​Jean-Guy Talamoni : « Napoléon 1er et Pasquale Paoli se vouaient une estime réciproque »

Rédigé le 15/08/2025
Patrice Paquier Lorenzi

Enseigneur-chercheur à l’Université de Corse, Jean-Guy Talamoni a animé ce jeudi à l’OIT du Pays d’Ajaccio, une conférence sur le thème « Napoléon et Pasquale Paoli : irréconciliables ? ». L’ancien président de l’Assemblée de Corse a évoqué, ainsi, les rapports souvent complexes entre admiration et méfiance de deux personnages historiques insulaires dans le cadre des « Journées Napoléoniennes ».

​Jean-Guy Talamoni : « Napoléon 1er et Pasquale Paoli se vouaient une estime réciproque »

Jean-Guy Talamoni anime ce jeudi une conférence sur les rapports entre Napoléon et Pasquale Paoli à l'OIT du Pays d'Ajaccio dans le cadre des journées napoléoniennes.

- Quelle est pour vous la première image que s’est faite Napoléon dans sa jeunesse, à propos de Pasquale Paoli ?
- Napoléon a été élevé dans une famille paoliste. Jusqu’à l’âge de 20 ans, il n’avait que de l’admiration pour Pasquale Paoli. Il a d’ailleurs été élevé dans une famille paoliste. Son père, Charles Bonaparte, était d'ailleurs un proche de Paoli. Après la conquête française, il a même normalisé, je dirais, ses relations avec les autorités françaises. Un trop peu rapidement peut-être au goût même de Napoléon, qui lui a rapproché ce ralliement aux autorités françaises. Comme dit Jean Tulard, qui est un peu le pape des études napoléoniennes à la Sorbonne à Paris, à 20 ans, Napoléon n'est que Corse. Il ne se sent pas français du tout. Il est même anti-français à cet âge-là. Il est toujours un admirateur de Paoli. Il regrette même que l'indépendance de la Corse ait pris fin de cette manière. Il reproche aux Français de s’être emparés de la Corse. D'ailleurs, à l'âge de 20 ans, il s'essaye à la création littéraire en écrivant quelques nouvelles. Certaines sont très connues, comme « Le souper de Beaucaire », mais il écrit aussi une nouvelle intitulée « Nouvelle Corse », qui n'est d’ailleurs pas terminée apparemment, et dans laquelle, il laisse libre cours à ses sentiments anti-français.
 
- Comment expliquez-vous que Napoléon, issue d’une famille paoliste, se soit progressivement éloigné de Paoli ?

Consignes >>
1. Reproduisez à l'identique le passage de l'entretien sur Napoléon et Paoli qui commence à « Enseigneur-chercheur à l’Université » et se termine à « de Pasquale Paoli ? ».
2. Dans l'entretien sur Napoléon et Paoli, quel titre porte la nouvelle où le jeune Napoléon laisse libre cours à ses sentiments anti-français ?

Lignes de données >>

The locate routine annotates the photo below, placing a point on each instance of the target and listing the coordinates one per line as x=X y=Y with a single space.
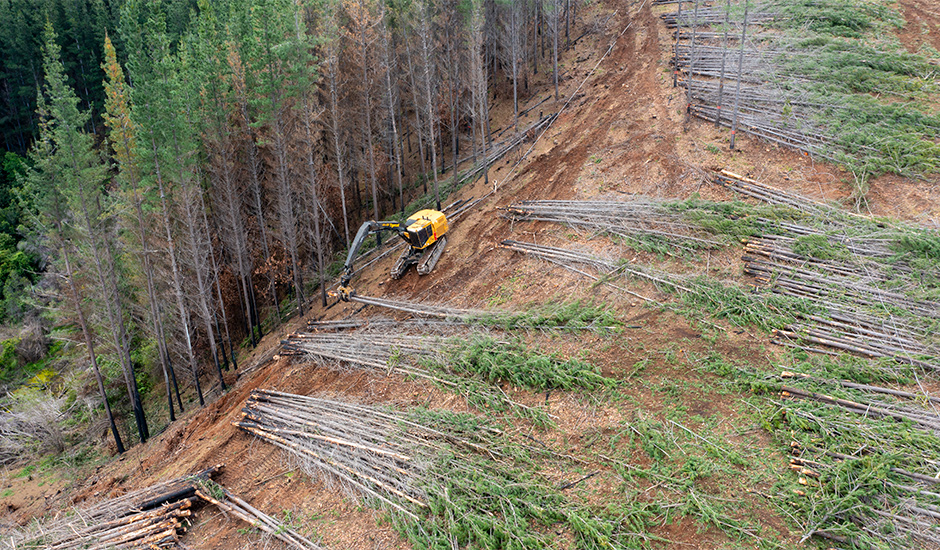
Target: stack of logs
x=153 y=517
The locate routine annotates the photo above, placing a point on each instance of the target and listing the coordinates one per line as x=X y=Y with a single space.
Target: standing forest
x=179 y=176
x=679 y=286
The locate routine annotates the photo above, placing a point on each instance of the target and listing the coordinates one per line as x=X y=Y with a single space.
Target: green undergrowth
x=882 y=113
x=675 y=466
x=514 y=363
x=848 y=18
x=478 y=365
x=495 y=499
x=851 y=483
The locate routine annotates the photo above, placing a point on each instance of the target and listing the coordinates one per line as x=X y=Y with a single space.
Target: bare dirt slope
x=622 y=133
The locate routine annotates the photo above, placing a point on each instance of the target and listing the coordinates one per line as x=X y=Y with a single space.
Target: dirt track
x=623 y=134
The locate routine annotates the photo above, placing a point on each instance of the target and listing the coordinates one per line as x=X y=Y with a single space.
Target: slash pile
x=866 y=456
x=450 y=480
x=374 y=452
x=815 y=76
x=469 y=362
x=851 y=283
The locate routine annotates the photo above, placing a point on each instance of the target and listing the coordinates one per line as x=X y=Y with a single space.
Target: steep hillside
x=621 y=134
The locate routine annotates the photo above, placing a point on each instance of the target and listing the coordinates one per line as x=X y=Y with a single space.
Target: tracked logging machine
x=423 y=231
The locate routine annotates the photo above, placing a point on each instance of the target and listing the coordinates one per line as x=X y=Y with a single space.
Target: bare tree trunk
x=390 y=95
x=254 y=167
x=420 y=125
x=332 y=84
x=177 y=283
x=90 y=345
x=426 y=53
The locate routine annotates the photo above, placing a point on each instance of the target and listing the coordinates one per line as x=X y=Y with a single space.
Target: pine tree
x=80 y=176
x=123 y=139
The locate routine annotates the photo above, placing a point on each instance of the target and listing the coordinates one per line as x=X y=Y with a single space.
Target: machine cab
x=424 y=227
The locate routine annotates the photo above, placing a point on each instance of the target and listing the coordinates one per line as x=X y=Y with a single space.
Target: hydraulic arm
x=423 y=231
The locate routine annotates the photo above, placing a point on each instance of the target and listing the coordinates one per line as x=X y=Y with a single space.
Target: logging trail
x=622 y=135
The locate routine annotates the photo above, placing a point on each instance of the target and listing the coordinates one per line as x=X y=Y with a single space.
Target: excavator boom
x=424 y=233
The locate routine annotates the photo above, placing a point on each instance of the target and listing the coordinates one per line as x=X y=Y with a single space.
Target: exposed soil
x=624 y=133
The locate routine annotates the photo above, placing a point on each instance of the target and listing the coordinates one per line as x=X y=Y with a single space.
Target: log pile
x=152 y=517
x=376 y=453
x=368 y=351
x=756 y=190
x=232 y=505
x=872 y=304
x=898 y=507
x=416 y=308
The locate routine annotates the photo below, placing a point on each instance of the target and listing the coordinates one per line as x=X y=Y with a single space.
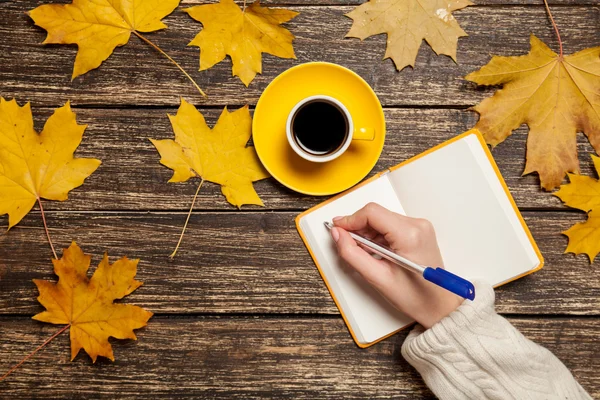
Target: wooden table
x=242 y=311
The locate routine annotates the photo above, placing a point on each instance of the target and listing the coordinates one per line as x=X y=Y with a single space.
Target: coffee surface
x=320 y=127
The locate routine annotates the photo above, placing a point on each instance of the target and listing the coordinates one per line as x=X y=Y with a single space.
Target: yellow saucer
x=276 y=102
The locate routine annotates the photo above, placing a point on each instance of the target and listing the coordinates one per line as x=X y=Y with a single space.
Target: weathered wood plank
x=299 y=4
x=131 y=178
x=252 y=263
x=253 y=358
x=137 y=75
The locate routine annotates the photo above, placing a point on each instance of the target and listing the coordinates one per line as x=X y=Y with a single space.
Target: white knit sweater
x=476 y=354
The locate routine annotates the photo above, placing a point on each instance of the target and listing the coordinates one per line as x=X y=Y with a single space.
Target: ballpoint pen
x=438 y=276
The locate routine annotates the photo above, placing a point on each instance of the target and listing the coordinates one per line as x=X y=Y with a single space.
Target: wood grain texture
x=136 y=75
x=252 y=263
x=131 y=178
x=253 y=358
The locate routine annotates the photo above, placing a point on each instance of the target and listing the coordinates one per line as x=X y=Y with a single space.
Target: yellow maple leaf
x=36 y=166
x=556 y=96
x=219 y=155
x=407 y=23
x=86 y=304
x=97 y=27
x=583 y=193
x=242 y=34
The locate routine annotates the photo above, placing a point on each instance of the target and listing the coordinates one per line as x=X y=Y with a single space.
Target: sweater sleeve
x=474 y=353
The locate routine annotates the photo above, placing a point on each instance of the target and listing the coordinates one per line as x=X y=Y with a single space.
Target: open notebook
x=458 y=187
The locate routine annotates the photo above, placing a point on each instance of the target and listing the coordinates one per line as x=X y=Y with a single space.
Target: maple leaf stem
x=10 y=371
x=171 y=59
x=187 y=220
x=555 y=27
x=46 y=229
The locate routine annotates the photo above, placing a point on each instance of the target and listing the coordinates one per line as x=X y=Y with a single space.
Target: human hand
x=412 y=238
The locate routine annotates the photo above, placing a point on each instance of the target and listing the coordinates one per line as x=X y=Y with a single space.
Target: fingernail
x=335 y=234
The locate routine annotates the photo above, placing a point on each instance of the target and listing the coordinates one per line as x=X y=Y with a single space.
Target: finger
x=374 y=271
x=372 y=215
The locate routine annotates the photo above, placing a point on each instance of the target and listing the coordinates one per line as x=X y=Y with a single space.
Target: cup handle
x=363 y=134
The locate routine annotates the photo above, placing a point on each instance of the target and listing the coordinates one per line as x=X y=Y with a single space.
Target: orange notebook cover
x=458 y=187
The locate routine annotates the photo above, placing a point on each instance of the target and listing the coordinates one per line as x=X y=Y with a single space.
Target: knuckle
x=371 y=207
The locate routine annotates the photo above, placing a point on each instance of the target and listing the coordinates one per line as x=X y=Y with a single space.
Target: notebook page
x=370 y=316
x=478 y=232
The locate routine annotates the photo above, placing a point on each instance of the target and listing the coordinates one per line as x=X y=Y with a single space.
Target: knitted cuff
x=474 y=353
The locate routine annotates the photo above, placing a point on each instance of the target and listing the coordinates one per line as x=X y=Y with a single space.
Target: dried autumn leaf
x=219 y=155
x=86 y=304
x=407 y=23
x=555 y=96
x=36 y=166
x=97 y=27
x=583 y=193
x=242 y=34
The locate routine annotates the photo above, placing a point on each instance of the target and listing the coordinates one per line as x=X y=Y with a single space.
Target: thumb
x=374 y=271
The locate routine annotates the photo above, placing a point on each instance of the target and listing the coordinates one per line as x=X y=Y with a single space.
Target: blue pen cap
x=451 y=282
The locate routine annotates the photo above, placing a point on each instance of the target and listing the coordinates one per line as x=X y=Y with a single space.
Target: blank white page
x=370 y=316
x=478 y=231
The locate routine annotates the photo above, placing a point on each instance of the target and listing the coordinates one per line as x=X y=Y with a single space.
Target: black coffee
x=320 y=127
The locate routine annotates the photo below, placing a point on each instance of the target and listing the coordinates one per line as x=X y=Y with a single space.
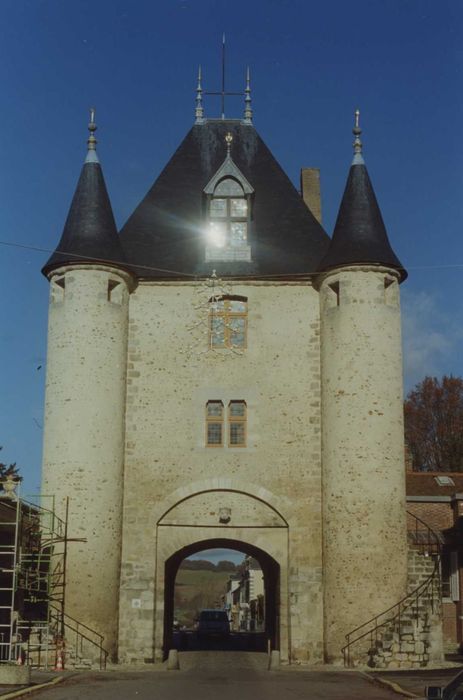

Réponses par consigne >>
1.
Enseigneur-chercheur à l’Université de Corse, Jean-Guy Talamoni a animé ce jeudi à l’OIT du Pays d’Ajaccio, une conférence sur le thème « Napoléon et Pasquale Paoli : irréconciliables ? ». L’ancien président de l’Assemblée de Corse a évoqué, ainsi, les rapports souvent complexes entre admiration et méfiance de deux personnages historiques insulaires dans le cadre des « Journées Napoléoniennes ».

​Jean-Guy Talamoni : « Napoléon 1er et Pasquale Paoli se vouaient une estime réciproque »

Jean-Guy Talamoni anime ce jeudi une conférence sur les rapports entre Napoléon et Pasquale Paoli à l'OIT du Pays d'Ajaccio dans le cadre des journées napoléoniennes.

- Quelle est pour vous la première image que s’est faite Napoléon dans sa jeunesse, à propos de Pasquale Paoli ?

2. « Nouvelle Corse »